What do the lines say from the one containing "of the hillside" to the end of the records? Restate them word for word, and only those.
===== TASK INPUT
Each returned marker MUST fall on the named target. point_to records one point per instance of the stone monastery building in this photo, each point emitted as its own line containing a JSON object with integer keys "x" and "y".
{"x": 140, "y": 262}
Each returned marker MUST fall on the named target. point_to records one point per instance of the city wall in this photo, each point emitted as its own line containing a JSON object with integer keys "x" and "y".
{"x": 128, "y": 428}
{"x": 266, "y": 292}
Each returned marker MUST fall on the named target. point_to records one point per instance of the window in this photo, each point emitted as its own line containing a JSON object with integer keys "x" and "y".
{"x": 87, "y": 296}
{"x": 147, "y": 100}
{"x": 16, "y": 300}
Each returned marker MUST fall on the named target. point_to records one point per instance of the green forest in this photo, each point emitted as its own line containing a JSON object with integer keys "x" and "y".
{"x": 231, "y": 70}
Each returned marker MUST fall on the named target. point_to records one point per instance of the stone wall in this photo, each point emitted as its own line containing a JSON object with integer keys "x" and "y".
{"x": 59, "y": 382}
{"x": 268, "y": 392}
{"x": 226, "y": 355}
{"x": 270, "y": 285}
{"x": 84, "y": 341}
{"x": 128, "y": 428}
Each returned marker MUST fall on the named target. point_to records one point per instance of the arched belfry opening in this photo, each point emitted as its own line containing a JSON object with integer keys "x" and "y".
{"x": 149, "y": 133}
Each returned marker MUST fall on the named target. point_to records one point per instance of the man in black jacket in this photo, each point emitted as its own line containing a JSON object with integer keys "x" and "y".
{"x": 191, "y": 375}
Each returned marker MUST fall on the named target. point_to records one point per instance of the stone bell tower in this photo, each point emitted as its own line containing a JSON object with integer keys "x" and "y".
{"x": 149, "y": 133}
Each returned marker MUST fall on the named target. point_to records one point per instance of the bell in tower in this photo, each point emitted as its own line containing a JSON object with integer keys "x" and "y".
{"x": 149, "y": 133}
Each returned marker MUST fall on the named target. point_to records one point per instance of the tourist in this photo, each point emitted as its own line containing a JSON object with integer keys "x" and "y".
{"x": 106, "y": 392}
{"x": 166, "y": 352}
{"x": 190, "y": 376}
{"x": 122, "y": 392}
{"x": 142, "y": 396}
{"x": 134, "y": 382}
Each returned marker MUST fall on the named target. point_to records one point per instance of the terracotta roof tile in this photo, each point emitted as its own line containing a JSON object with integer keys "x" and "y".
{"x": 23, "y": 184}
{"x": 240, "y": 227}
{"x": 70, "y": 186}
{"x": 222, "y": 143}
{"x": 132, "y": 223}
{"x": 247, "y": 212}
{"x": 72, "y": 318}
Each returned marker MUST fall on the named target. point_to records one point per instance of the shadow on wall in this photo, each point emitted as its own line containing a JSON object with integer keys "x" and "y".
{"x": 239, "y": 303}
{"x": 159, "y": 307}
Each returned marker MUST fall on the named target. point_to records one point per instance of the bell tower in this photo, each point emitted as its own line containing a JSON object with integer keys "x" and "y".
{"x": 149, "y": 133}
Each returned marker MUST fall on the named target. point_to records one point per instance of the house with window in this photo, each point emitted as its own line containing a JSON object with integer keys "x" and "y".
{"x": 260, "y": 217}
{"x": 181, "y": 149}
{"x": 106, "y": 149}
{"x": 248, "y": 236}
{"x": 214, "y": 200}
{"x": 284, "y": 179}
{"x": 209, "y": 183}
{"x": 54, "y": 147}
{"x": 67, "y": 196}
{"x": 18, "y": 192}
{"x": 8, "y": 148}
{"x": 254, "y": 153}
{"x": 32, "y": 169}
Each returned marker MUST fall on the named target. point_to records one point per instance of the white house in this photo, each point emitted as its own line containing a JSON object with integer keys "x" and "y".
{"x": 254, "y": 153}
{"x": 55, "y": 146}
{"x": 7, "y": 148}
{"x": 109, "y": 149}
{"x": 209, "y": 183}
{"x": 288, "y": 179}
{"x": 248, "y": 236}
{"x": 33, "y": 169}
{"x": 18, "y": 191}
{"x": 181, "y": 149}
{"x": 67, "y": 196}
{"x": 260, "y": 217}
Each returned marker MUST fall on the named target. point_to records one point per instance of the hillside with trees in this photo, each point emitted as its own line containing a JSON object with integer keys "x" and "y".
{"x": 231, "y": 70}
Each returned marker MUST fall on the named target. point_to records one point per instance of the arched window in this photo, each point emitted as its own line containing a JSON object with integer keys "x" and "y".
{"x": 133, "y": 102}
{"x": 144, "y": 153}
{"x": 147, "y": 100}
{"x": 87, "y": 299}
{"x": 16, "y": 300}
==========
WORKED SOLUTION:
Each returned marker MUST fall on the named target. point_to records one point per instance of the hillside with trees in this photo, each point emitted as its own line containing a JSON object with integer keys "x" and "y".
{"x": 231, "y": 70}
Each returned marker MUST fall on the named target. point_to records one point per instance of the arched window in this photo, each point emitted as its own line containing a JSON object with integer keys "x" and "y".
{"x": 133, "y": 102}
{"x": 144, "y": 153}
{"x": 147, "y": 100}
{"x": 87, "y": 299}
{"x": 16, "y": 300}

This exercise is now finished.